== Task prompt ==
Rewrite everything from the line containing "Where can the dark" down to the end of the records, replacing "dot" with "point" and leaving all else unchanged.

----

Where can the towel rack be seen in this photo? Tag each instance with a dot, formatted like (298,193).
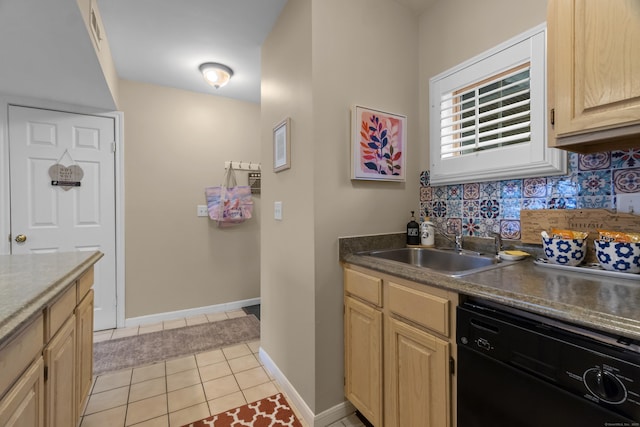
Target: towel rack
(243,166)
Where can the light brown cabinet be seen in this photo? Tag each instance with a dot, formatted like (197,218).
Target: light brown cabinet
(594,74)
(398,350)
(23,406)
(60,358)
(46,369)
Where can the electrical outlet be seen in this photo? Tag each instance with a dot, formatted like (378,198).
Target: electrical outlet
(202,210)
(277,211)
(628,202)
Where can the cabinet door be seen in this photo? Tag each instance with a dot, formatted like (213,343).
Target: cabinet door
(60,358)
(23,406)
(84,350)
(594,60)
(363,358)
(417,378)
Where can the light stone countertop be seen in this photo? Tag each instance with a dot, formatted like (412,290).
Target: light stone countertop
(28,283)
(598,302)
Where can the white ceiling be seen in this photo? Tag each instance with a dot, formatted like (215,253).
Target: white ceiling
(47,54)
(164,41)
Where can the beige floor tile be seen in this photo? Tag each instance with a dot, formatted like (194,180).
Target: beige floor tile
(173,324)
(146,389)
(243,363)
(254,346)
(109,418)
(236,313)
(183,379)
(107,400)
(113,380)
(197,320)
(102,335)
(260,392)
(185,397)
(210,357)
(251,378)
(214,317)
(236,351)
(149,372)
(146,409)
(125,332)
(181,364)
(215,370)
(162,421)
(220,387)
(227,402)
(188,415)
(151,327)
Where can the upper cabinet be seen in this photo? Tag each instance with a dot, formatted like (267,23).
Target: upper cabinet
(594,74)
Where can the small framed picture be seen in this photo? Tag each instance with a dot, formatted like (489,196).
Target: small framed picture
(378,145)
(282,145)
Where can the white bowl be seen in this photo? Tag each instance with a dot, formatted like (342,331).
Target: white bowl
(618,256)
(564,251)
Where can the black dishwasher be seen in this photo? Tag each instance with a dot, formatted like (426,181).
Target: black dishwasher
(517,368)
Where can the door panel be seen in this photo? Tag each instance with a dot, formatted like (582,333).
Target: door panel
(56,218)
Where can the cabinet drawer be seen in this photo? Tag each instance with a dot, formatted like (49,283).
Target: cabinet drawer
(59,311)
(85,282)
(369,288)
(427,310)
(19,352)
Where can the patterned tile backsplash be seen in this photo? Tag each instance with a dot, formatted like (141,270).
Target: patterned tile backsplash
(592,181)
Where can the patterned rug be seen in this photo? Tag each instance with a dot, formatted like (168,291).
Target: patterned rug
(271,411)
(129,352)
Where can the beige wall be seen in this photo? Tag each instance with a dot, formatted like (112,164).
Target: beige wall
(453,31)
(176,143)
(322,57)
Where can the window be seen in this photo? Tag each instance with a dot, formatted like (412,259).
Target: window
(488,116)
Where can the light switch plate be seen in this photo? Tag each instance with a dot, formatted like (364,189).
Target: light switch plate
(202,210)
(277,211)
(628,202)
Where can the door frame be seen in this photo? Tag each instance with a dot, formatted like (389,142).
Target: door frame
(5,213)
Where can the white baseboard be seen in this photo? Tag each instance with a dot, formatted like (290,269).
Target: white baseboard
(172,315)
(323,419)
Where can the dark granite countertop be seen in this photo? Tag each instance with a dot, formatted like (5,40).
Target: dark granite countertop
(28,283)
(599,302)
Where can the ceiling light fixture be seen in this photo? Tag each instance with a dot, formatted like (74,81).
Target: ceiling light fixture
(217,75)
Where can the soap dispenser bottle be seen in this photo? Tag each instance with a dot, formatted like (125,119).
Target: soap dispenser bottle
(427,233)
(413,231)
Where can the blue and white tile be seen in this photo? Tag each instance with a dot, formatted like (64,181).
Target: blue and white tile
(489,208)
(489,190)
(471,209)
(454,192)
(510,208)
(594,183)
(534,204)
(511,189)
(626,181)
(510,229)
(534,187)
(624,159)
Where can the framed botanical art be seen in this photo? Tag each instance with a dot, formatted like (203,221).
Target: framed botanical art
(282,145)
(378,145)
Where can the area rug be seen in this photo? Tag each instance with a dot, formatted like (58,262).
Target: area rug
(129,352)
(268,412)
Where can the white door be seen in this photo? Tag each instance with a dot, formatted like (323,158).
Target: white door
(65,218)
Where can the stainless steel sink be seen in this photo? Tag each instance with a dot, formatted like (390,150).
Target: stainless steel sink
(451,263)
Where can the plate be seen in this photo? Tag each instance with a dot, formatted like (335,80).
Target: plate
(508,257)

----

== The output ==
Where can the dark granite countertop be seen in this photo? Tag each instance with a point, formatted like (5,40).
Target: dark granite countertop
(28,283)
(599,302)
Where can the ceiling light fixture be seen in this photo? Tag each instance with a point, formatted like (74,81).
Target: ceiling light fixture
(217,75)
Where can the soap dispenser bottle be seen in this photo? Tag each instance with a point, formatted like (125,119).
Target: soap dispenser bottle
(427,233)
(413,231)
Where can the blue and white tile be seen in this photo? Tag each instance with a point, formatted like (64,181).
Target: blue and white tile
(489,208)
(489,190)
(471,209)
(454,192)
(510,208)
(594,183)
(534,204)
(511,189)
(626,181)
(510,229)
(534,187)
(624,159)
Where can the framed botanical art be seen in this photo? Tag each instance with a point, formatted like (203,221).
Target: framed botanical art
(282,145)
(378,145)
Where can the area rug be seen in this photo? Tag each instance with a point, formatted like (58,262).
Target: area rug
(129,352)
(268,412)
Where can the white door be seen in this photo? Tag each instance with a point, formatted like (323,158).
Target: white door
(65,218)
Where can the stainless steel sink be seen in this photo? Tag each instance with a point, formatted like (390,150).
Target: stainless steel sink
(451,263)
Where can the plate be seen in this photo? Tag each instance with a point, formatted like (335,80).
Target: plate
(508,257)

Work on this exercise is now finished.